Data supplied section start

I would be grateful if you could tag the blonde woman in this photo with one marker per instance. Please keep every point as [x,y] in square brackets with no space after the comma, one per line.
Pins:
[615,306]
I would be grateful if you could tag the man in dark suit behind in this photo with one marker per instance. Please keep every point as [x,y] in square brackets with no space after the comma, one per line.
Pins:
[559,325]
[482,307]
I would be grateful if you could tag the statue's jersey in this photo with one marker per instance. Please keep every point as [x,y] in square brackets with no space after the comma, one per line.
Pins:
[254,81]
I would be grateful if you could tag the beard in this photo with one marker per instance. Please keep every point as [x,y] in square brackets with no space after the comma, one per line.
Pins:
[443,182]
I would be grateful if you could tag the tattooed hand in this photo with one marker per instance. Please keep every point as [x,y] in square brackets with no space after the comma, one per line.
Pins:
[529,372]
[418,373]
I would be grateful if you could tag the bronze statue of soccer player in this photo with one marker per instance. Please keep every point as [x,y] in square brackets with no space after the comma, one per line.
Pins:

Data supplied section end
Data supplied section start

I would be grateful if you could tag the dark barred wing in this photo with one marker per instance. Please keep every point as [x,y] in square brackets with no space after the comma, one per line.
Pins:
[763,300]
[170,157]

Data supplied section end
Data supplied section start

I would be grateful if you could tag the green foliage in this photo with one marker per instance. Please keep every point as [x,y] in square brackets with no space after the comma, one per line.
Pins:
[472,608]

Data supplied section end

**Required work**
Across all the records above, find each line with "dark" in it and copy it.

**Problem solution**
I would be grateful if you could tag the man in dark suit behind in this photo with one marker per instance. Please keep every point as [x,y] in square brackets with no space after the comma, one per line.
I would be grateful if you could tag the dark barred wing in this photo with one marker per instance. Please keep every point as [x,y] in square brackets with no space after the comma, one per line.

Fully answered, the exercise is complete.